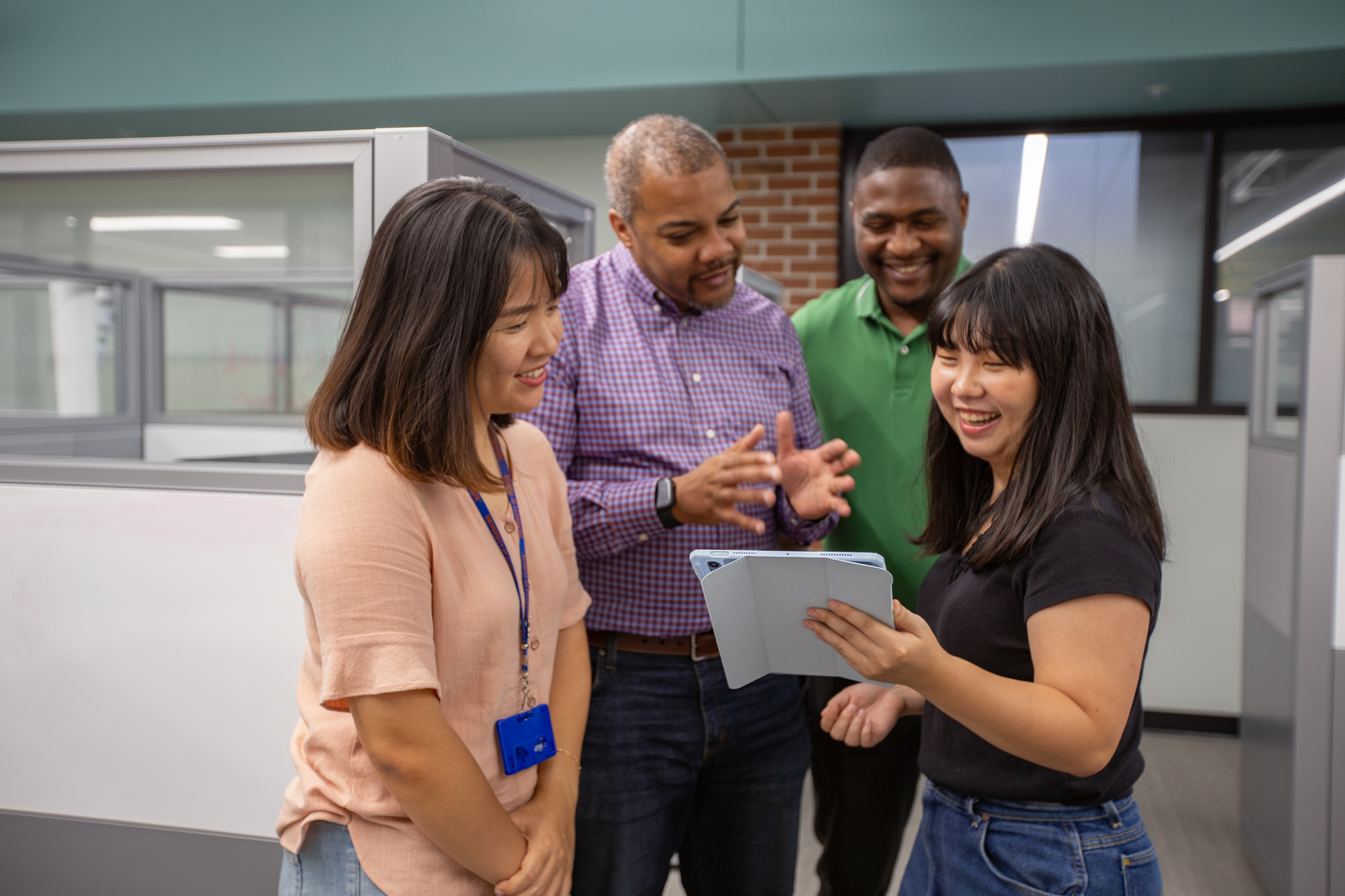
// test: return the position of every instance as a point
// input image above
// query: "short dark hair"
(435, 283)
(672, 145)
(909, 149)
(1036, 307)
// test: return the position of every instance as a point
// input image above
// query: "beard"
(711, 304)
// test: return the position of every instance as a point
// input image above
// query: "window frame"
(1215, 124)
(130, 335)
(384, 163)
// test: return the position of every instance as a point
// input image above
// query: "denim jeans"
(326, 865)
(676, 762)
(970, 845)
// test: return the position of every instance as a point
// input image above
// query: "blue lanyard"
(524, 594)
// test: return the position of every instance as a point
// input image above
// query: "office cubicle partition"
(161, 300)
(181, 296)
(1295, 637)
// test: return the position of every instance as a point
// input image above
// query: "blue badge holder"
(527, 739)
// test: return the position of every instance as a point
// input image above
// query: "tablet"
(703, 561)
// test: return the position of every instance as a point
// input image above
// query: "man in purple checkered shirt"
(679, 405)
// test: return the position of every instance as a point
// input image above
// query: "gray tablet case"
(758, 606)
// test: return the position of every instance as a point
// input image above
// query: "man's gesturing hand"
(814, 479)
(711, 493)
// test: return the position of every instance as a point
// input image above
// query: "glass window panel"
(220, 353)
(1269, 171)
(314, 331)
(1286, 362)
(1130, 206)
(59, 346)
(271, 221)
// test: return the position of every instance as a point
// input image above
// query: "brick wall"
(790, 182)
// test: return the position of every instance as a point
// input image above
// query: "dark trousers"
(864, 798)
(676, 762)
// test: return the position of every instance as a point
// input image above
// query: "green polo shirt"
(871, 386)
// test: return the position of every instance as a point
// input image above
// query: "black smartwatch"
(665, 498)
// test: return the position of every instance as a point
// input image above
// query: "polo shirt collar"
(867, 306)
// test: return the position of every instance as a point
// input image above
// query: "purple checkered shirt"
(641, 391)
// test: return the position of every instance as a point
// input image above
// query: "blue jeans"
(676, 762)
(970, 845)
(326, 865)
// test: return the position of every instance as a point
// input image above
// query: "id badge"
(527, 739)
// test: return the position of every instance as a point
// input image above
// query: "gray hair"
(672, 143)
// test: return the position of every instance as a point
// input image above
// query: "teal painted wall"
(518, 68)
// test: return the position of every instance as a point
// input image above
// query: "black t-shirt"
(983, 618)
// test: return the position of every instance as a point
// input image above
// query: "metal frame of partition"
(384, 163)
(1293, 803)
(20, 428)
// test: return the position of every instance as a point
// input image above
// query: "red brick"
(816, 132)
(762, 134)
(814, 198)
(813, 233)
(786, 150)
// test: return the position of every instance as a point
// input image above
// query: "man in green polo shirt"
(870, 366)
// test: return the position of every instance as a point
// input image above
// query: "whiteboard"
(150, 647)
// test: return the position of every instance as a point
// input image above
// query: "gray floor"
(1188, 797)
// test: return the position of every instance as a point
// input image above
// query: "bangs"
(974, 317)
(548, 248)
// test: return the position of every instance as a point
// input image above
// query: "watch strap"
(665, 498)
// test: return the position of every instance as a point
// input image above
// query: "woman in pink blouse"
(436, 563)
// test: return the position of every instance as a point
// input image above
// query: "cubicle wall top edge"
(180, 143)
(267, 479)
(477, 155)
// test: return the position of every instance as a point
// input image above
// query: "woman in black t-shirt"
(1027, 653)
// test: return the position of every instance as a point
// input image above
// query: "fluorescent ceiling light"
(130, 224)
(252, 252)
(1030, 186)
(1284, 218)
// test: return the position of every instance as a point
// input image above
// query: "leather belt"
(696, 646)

### WHAT YOU ARE ASKED TO DO:
Verbatim reproduction of every entry is needed, with the images left out.

### SOLUTION FOR THIS TASK:
// test: return the position of every instance as a point
// input image above
// query: "short dark hair"
(435, 283)
(672, 145)
(909, 149)
(1036, 307)
// test: return the position of every instance as a point
// input image above
// query: "beard"
(711, 304)
// test: return the position of every instance as a point
// input image above
// query: "window frame"
(1215, 124)
(130, 335)
(384, 163)
// test: return the position of every instance as a point
// input image above
// query: "denim jeans"
(326, 865)
(676, 762)
(970, 845)
// test: return the position of every instance as a point
// input image above
// query: "blue lanyard"
(524, 594)
// test: return the position of every instance as a point
// input image above
// query: "office cubicle partition"
(161, 300)
(181, 296)
(1295, 637)
// test: return the position of every instance as a point
// input image above
// query: "blue badge holder"
(527, 739)
// test: return the position of every instance as a point
// input image above
// query: "tablet"
(703, 561)
// test: return the position of every instance as a point
// input image above
// query: "man in purple checkered shirt"
(679, 405)
// test: return the position of every instance as a point
// input image above
// query: "gray tablet case"
(758, 606)
// test: return the position of every instance as a point
// input image above
// query: "man's gesturing hand"
(814, 479)
(711, 493)
// test: return the position of every instance as a point
// input image above
// query: "glass window panel"
(220, 353)
(1269, 171)
(314, 331)
(1286, 362)
(1130, 206)
(59, 346)
(271, 221)
// test: return the position of every instance as a point
// input image above
// query: "brick wall"
(790, 182)
// test: return the position of every instance as a point
// input image above
// query: "dark trousers"
(864, 798)
(676, 762)
// test: return the position of every instance as a point
// input image above
// query: "green polo shirt"
(871, 386)
// test: return the position of every instance as a point
// input image above
// query: "black smartwatch"
(665, 498)
// test: return the position of every instance as a point
// input image above
// query: "polo shirt collar"
(867, 306)
// test: return the position of every instance as a point
// input image above
// query: "purple checkered shirt"
(641, 391)
// test: return the position of every instance as a point
// input image above
// query: "blue jeans"
(676, 762)
(970, 845)
(326, 865)
// test: return the position of every instance as a point
// input image above
// query: "id badge"
(527, 739)
// test: return the position of every instance as a point
// input image above
// query: "gray hair"
(672, 143)
// test: return the position of every instance as a point
// input image above
// query: "teal painted wall"
(518, 68)
// test: return the position of every instance as a point
// input image above
// query: "black t-shirt"
(983, 618)
// test: return the position of every instance as a point
// input image above
// query: "metal frame of partition"
(384, 163)
(1293, 803)
(20, 428)
// test: return the position of every instance as a point
// input image above
// query: "red brick"
(816, 132)
(762, 134)
(814, 198)
(813, 233)
(786, 150)
// test: return the position of every instance as a point
// input image above
// query: "man in green polo shirt"
(870, 366)
// test: return the position of every instance as a point
// input image above
// query: "whiteboard"
(150, 647)
// test: return the position of every instance as a point
// input image above
// query: "gray floor"
(1188, 797)
// test: return the position of every instance as a point
// input image above
// query: "bangs"
(974, 317)
(548, 248)
// test: return the position of every instance as a point
// input image above
// query: "watch strap"
(665, 498)
// test: return the position of every instance as a point
// input image above
// query: "woman in pink blouse"
(436, 563)
// test: return the position of every instance as a point
// input image above
// query: "cubicle wall top edge"
(180, 143)
(267, 479)
(477, 155)
// test: return the position of every instance as a point
// input image above
// query: "woman in black t-shirt"
(1027, 653)
// test: return the position of every instance as a point
// input image above
// query: "fluorescent ceiling light"
(130, 224)
(252, 252)
(1030, 186)
(1284, 218)
// test: return the position of every instance as a point
// input image above
// query: "leather belt"
(696, 646)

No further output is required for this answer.